=== Exercises ===
1. In the thread about the T1i shutter delay, how long did the original poster have to hold the shutter button down before the camera fired?
2. Which focus modes does the thread about the T1i shutter delay name? List all of them.
3. Output the part of the thread about the T1i shutter delay that opens with the words containing "No such luck." and closes with "chuasam (May 29, 2012)".

=== Source document ===
# Help - my T1i has a delay when I press the shutter release.



## vcmaes (May 29, 2012)

OK, so I went to the air show to get take some pics.  When I turned on my camera with the 18-55 kit lens on and attempted to take my first shots, there was a noticeable lag once the shutter button was fully depressed. The the shot was in focus, and I checked, and reset, all settings but nothing really seemed to help.  I would have to hold the button down for a good 3 to 5 seconds before the camera would finally fire. Once the first shot finally did fire I could then fire off a few shots in rapid succession. And this is where the one noticeable change was apparent.  In the viewfinder, where typically I see a "9" in the bottom right corner indicating Max Burst is ready/able to fire off 9 consecutive shots, the number was down to "4", and the Focus confirmation light (the green dot) was sometimes slowly blinking as though it was not in focus even though at half press, focus of my subject was being achieved.

This occurred in Tv, Av, and P modes (I didn't check others cause I rarely if ever shoot in the other modes). The SD card I have in it was a class 10 card, so burst speed  from the card shouldn't be bogging it down the camera. Also I swapped out my batter for a fully recharged one.

Any thoughts on what might be the cause?

Thanks for any advice,
-Vince


----------



## Tony S (May 29, 2012)

Check the self timer, you may have it activated for a delayed shutter release...  page 69 of the manual.


----------



## vcmaes (May 29, 2012)

Tony S said:
			
		

> Check the self timer, you may have it activated for a delayed shutter release...  page 69 of the manual.



No such luck. I'm set to single shot, no timer set.  Thanks though, a lot of times it is a basic setting that is over looked.


----------



## chuasam (May 29, 2012)

Autofocus single...trying to get a lock before taking the shot. Must be shooting in relatively low light.


----------



## daniel1540z (May 29, 2012)

i know what you talking about. My sister's D5100 has same issue when shooting in M,A or S mode.... you press the shutter speed fully and it takes pic a second later.


----------



## stingx (May 29, 2012)

I had that issue on my old XSi. The shutter release button had worn.


----------



## TCampbell (May 29, 2012)

There are three focus modes (really two, since the third mode just auto-decide which of the other two modes the camera will use) and these shutter delay.

The modes are "One Shot", "AI Servo", and "AI Focus".

=== Data ===

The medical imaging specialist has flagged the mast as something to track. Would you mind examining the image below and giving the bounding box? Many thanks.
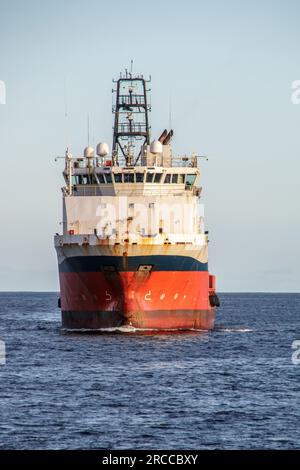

=== Exercise answers ===
1. A good 3 to 5 seconds.

2. "One Shot", "AI Servo", and "AI Focus".

3.
No such luck. I'm set to single shot, no timer set.  Thanks though, a lot of times it is a basic setting that is over looked.


----------



## chuasam (May 29, 2012)